Tasks to perform:
1. In the logistic regression class notes, reproduce the passage starting at "Straight-line models of" and ending at "in this course.".
2. Shorten the paragraph of the logistic regression class notes that opens with "We fit models by optimizing the “likelihood”", keeping its main facts.
3. Write what comes next in the logistic regression class notes, picking up after their final line.

Text excerpt:
(begin)
Friday April 19, 2013 Stats 155 Class Notes

The ideas behind logistic regression

Straight-line models of probability are too stiff — go outside of 0-1 interval
Residual is problematic when dealing with observations that are Yes/No.
- Suppose the model probability of an event is 0.2 and it happens. What's the residual?
- Suppose the model probability of an event is 0.1 and it happens. What's the residual? How different should it be from the residual for a model probability of 0.2?
- What should the residual be if the model probability were 0.000001? Certainly it should be much bigger than for a model value of 0.1
We fit models by optimizing the “likelihood” — the probability of the observations given the model. There is a quantity called the “residual deviance” that is calculated from the likelihood that is analogous to the residual variance. There's a nice mathematical theory of this, which we won't be covering in this course.

Linear Modeling of Groups

Calculates the groupwise mean, which gives a probability if the response is 0/1.

w = fetchData("whickham.csv")

## Retrieving from http://www.mosaic-web.org/go/datasets/whickham.csv

# Create a zero-one survived variable
w = transform(w, survived = outcome == "Alive")
# Model survival by smoking
mod = lm(survived ~ smoker, data = w)
f = makeFun(mod)
f(smoker = c("Yes", "No"))
(end)
Data excerpts:
(begin)
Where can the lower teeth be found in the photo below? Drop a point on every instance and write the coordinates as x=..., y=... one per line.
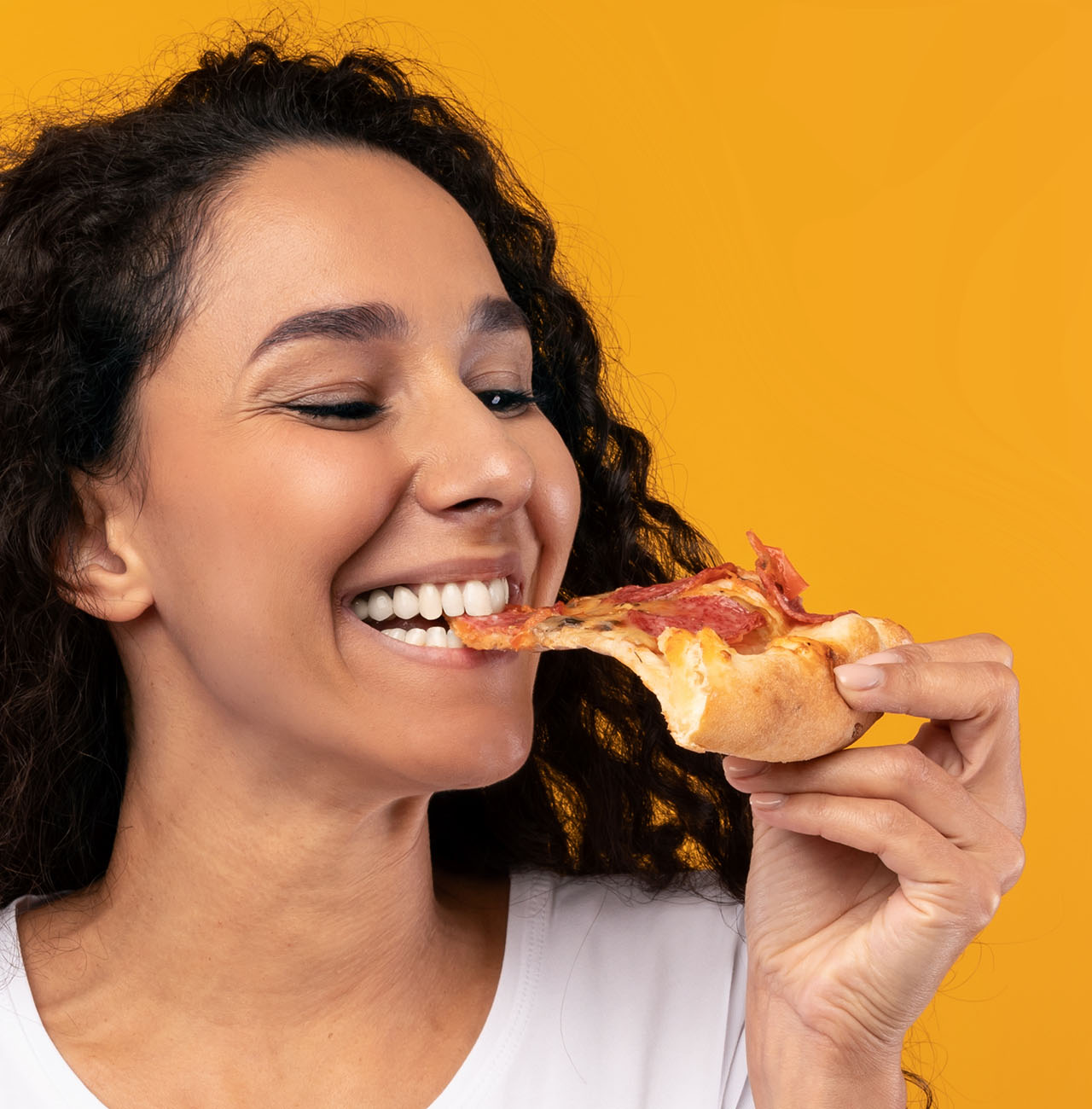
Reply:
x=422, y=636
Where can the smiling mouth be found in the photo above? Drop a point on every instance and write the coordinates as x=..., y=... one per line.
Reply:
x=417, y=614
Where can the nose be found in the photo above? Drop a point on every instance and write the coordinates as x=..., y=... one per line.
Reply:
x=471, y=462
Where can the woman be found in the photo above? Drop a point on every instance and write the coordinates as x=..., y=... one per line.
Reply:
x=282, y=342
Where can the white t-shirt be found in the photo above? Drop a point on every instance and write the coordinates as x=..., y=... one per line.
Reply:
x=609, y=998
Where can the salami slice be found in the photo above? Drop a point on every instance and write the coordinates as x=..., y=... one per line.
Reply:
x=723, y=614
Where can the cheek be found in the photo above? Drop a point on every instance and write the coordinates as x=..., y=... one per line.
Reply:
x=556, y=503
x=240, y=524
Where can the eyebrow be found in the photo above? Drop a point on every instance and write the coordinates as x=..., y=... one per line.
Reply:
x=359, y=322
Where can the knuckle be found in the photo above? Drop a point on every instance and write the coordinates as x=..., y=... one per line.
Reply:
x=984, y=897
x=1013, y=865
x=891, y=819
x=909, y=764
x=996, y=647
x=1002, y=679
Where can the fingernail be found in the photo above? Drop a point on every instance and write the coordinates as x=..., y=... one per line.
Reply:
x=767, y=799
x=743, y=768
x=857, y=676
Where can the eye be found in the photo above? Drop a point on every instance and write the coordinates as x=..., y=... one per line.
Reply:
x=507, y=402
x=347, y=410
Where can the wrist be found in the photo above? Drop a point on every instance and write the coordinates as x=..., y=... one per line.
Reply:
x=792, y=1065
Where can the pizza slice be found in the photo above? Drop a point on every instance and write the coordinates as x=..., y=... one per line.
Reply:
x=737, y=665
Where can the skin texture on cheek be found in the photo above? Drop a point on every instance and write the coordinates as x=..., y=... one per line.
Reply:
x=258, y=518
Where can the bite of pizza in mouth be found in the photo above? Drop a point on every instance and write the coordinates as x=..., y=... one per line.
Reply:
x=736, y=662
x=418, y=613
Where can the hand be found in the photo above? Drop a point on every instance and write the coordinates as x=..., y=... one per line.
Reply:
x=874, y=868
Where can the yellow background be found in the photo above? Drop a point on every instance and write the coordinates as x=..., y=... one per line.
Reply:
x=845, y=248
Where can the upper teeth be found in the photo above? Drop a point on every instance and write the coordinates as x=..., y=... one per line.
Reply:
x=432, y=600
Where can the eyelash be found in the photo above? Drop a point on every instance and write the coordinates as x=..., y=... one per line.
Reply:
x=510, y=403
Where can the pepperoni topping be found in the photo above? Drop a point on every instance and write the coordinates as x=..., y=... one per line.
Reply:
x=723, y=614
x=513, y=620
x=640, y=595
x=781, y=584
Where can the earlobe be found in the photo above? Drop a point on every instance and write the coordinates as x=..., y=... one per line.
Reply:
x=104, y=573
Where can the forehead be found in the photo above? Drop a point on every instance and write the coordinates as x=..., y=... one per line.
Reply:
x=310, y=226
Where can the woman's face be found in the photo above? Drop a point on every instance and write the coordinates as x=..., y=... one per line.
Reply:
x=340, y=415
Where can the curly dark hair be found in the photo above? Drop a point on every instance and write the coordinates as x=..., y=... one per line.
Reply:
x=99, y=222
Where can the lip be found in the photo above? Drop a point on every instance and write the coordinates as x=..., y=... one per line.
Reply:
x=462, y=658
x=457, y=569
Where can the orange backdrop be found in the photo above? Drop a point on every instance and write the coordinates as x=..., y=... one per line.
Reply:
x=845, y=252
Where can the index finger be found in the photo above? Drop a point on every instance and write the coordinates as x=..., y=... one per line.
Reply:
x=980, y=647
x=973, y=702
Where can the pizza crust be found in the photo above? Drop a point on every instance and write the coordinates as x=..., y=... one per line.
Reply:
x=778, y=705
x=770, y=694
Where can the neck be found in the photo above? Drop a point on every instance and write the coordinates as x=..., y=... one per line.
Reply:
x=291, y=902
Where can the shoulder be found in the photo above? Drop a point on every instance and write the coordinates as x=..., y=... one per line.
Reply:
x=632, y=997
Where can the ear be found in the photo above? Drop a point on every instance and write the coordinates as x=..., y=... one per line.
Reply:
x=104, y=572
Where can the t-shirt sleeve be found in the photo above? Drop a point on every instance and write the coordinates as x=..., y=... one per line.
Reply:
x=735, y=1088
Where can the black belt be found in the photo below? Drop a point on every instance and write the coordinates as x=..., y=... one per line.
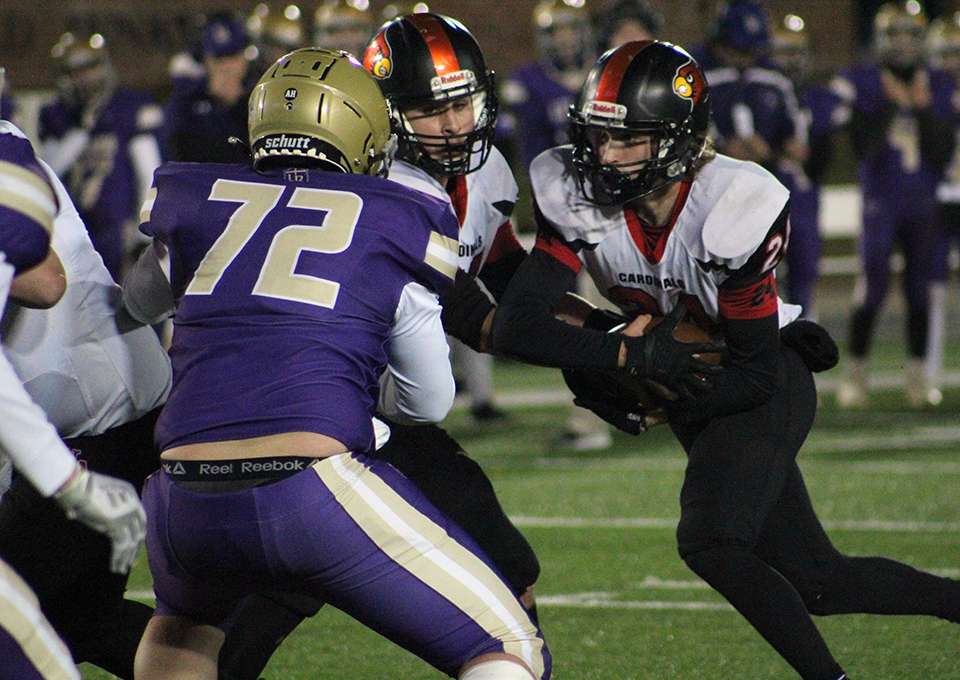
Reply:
(end)
Answer set:
1.
Straight-line models of probability are too stiff — go outside of 0-1 interval
Residual is problematic when dealing with observations that are Yes/No.
- Suppose the model probability of an event is 0.2 and it happens. What's the residual?
- Suppose the model probability of an event is 0.1 and it happens. What's the residual? How different should it be from the residual for a model probability of 0.2?
- What should the residual be if the model probability were 0.000001? Certainly it should be much bigger than for a model value of 0.1
We fit models by optimizing the “likelihood” — the probability of the observations given the model. There is a quantity called the “residual deviance” that is calculated from the likelihood that is analogous to the residual variance. There's a nice mathematical theory of this, which we won't be covering in this course.

2. Models are fit by optimizing the likelihood, which is the probability of the observations given the model. The likelihood yields the "residual deviance," which is analogous to the residual variance. The course won't cover the mathematical theory behind it.

3.
##      1      2 
## 0.7612 0.6858

Now to calculate the probability of the outcome according to the model. This is really a conditional probability, p(outcome|model). Work through this by hand, then translate into a number for the entire group.

w = transform(w, prob = ifelse(survived, f(smoker), 1 - f(smoker)))

Now we have a probability for each outcome. Assuming that the outcomes are independent, the probability of the whole set of outcomes is the product of all the outcomes.

with(w, prod(prob))

## [1] 0

Although this looks like zero, it's really not — it's just a very small number. Computer round-off has come into play. To avoid this problem, and for other, theoretical reasons, one works with the log-likelihood: the logarithm of the likelihood.

with(w, sum(log(prob)))

## [1] -775.6

This approach is fine for categorical variables, but it doesn't work when there is more than one variable or when there are quantitative explanatory variables. The reason is that the model value can go outside the range 0-1.

mod2 = lm(survived ~ age, data = w)
f2 = makeFun(mod2)
w = transform(w, prob2 = ifelse(survived, f2(age), 1 - f2(age)))
with(w, range(prob2))

## [1] -0.1874  1.1874

Fitting logistic models

Constructing a yes/no variable with ==
glm and the family="binomial"
The summary report

Confounding, covariates, and Logistic Regression

The Whickham data.

This is drawn from a cohort study of nurses in Whickhamshire, England. Nurses were asked many questions about their lifestyle, diet, etc. Then they were revisited 20 years later. This small data set just records their age at the first interview, whether they identified themselves as smokers, and whether they were still alive at the 20 year follow-up.

First, let's look at the relationship between age and probability of being dead at the follow-up. We'll compare a straightforward linear model with a logistic regression model:

m = lm(survived ~ age, data = w)
m2 = glm(survived ~ age, data = w, family = "binomial")
f = makeFun(m)
f2 = makeFun(m2)
plotFun(f(age) ~ age, age.lim = c(20, 100))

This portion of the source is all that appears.